[Given problem]: Rewrite the lines from the one containing "Point out the orange" through the last line of the records, swapping "one per line" for "one on each line" and leaving everything else unchanged. Give only those lines.

[Point labeling dataset excerpts]:

'''

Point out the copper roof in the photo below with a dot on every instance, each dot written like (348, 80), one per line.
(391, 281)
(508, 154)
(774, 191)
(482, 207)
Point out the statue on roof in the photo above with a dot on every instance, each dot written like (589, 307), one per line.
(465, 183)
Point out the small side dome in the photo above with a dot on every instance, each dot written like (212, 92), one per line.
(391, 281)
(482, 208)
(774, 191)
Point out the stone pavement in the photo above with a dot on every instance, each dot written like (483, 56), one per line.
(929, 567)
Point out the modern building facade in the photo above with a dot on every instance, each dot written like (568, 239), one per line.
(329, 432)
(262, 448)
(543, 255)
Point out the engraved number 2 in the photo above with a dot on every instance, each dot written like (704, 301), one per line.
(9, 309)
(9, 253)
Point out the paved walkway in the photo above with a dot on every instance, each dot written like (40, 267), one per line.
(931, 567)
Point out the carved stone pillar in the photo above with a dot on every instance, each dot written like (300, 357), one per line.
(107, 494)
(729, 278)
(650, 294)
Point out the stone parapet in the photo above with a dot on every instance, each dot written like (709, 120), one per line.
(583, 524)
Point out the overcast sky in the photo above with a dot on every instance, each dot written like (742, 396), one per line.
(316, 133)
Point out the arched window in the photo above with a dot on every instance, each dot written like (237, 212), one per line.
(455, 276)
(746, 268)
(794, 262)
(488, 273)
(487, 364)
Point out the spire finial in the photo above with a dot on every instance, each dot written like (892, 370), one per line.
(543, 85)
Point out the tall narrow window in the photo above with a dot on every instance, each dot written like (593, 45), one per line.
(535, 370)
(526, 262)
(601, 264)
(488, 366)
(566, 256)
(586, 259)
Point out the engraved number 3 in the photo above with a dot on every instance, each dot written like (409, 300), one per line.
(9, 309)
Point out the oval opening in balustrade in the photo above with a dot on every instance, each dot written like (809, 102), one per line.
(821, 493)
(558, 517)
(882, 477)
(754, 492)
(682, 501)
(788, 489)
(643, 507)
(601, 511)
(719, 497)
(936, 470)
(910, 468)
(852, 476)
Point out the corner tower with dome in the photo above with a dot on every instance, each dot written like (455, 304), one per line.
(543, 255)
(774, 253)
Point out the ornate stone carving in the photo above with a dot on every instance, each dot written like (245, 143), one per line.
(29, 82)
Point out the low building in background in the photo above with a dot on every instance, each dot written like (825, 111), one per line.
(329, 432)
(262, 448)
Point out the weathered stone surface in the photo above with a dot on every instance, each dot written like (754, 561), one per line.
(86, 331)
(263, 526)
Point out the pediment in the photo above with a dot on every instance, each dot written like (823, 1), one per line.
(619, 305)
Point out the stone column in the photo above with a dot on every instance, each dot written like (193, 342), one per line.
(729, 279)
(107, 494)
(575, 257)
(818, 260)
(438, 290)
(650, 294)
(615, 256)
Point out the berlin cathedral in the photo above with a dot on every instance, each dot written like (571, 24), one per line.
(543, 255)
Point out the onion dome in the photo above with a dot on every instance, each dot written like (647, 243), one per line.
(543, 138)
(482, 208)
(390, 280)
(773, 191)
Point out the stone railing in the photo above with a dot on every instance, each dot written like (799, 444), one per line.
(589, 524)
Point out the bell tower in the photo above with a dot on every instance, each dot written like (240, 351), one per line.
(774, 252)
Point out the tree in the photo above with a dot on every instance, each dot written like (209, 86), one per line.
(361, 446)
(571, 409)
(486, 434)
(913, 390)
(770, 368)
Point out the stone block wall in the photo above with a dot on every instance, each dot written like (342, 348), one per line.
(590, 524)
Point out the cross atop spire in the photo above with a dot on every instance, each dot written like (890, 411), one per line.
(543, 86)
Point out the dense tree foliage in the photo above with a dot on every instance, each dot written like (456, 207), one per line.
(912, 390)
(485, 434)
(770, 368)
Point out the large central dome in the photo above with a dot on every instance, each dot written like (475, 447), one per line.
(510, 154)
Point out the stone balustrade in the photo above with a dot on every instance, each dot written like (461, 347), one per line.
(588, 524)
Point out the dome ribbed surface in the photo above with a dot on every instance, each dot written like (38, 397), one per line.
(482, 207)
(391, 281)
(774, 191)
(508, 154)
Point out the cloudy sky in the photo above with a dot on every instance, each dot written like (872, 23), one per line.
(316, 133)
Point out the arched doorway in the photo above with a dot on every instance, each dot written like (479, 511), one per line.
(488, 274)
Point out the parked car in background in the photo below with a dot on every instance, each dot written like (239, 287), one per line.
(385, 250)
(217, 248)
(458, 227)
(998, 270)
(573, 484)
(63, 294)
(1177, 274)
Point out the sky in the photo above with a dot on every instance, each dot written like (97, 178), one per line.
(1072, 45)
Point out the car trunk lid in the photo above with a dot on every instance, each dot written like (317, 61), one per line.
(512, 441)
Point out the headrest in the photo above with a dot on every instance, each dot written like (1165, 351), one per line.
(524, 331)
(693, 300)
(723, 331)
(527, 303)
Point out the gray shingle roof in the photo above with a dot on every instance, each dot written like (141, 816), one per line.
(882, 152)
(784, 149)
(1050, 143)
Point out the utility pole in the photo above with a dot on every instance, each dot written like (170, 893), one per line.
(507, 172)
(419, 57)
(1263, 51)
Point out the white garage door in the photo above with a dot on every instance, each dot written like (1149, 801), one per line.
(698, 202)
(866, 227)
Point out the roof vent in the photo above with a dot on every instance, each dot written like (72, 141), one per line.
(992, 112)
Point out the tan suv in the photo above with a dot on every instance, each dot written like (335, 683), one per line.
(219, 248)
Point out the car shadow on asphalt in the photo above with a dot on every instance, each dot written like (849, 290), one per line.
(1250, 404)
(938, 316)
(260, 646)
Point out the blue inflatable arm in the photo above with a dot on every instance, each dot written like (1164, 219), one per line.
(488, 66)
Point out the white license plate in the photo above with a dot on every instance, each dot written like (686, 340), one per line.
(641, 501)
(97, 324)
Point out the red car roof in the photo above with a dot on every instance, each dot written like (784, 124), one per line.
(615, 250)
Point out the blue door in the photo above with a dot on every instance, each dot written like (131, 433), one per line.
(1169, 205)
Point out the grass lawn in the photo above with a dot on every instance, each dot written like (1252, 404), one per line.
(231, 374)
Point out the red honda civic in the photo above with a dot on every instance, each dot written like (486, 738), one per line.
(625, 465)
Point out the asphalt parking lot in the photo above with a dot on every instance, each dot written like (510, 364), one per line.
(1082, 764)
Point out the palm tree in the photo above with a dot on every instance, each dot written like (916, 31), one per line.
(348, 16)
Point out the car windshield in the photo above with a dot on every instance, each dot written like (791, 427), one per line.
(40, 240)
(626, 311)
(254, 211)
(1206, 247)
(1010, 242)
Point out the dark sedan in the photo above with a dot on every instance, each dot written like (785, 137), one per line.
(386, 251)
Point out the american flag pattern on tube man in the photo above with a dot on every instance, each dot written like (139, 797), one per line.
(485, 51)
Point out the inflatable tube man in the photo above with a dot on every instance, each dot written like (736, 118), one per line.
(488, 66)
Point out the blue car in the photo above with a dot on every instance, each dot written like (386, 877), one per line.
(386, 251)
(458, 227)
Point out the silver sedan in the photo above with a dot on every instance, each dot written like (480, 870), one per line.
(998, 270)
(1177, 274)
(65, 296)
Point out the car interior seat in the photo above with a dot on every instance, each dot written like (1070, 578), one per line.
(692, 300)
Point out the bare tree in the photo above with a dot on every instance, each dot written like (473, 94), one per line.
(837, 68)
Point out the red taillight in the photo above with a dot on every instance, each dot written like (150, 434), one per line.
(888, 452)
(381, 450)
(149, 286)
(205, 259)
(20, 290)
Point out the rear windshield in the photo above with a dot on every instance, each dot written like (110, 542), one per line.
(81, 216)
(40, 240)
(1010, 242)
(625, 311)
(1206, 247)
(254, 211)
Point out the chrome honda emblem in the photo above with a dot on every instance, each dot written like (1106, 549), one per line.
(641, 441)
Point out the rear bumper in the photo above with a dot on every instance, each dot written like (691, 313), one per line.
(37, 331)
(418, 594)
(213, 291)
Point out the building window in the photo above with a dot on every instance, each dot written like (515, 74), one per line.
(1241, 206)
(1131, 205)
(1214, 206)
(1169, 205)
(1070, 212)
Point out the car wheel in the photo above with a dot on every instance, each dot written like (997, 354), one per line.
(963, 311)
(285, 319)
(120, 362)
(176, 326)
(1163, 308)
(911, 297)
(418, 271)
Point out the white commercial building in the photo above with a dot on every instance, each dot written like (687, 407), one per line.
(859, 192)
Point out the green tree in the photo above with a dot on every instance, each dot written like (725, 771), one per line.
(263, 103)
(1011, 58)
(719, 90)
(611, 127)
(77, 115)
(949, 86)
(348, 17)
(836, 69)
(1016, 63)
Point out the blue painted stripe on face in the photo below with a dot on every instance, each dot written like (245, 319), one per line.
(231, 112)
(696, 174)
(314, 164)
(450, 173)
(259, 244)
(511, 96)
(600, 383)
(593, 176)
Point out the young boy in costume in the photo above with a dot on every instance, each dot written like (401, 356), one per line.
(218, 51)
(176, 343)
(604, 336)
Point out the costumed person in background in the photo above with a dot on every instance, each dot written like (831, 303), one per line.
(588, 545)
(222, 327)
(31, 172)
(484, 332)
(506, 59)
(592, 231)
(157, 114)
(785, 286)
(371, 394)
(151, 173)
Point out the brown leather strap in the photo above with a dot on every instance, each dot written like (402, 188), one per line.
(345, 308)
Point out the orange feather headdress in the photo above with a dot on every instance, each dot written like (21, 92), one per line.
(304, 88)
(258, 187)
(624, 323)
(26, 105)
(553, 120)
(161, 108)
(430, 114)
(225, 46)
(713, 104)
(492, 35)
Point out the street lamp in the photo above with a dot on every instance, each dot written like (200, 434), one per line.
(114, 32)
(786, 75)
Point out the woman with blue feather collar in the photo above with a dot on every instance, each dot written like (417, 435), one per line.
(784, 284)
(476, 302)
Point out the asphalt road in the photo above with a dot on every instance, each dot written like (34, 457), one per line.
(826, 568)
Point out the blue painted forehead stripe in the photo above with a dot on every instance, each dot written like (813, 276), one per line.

'''

[Answer for this exercise]:
Point out the orange feather headdress in the photo above with a dot on every instance, each dot written like (21, 92), one on each line.
(304, 88)
(258, 187)
(624, 323)
(26, 105)
(553, 120)
(161, 108)
(430, 114)
(225, 46)
(713, 104)
(492, 35)
Point out the street lamp in the photo above with a dot on every instance, each dot written like (200, 434), one on each line.
(114, 32)
(786, 75)
Point out the woman with blue feather collar in the photo above with a dot on every instance, each dot written like (417, 435), one on each line.
(784, 284)
(476, 302)
Point out the asphalt road in the photo above with a dot on every instance, each dot written like (34, 457), one on each line.
(826, 568)
Point out the blue painted forehead stripe in the photo above with a dot on every instance, each dot written like (813, 276), one on each line.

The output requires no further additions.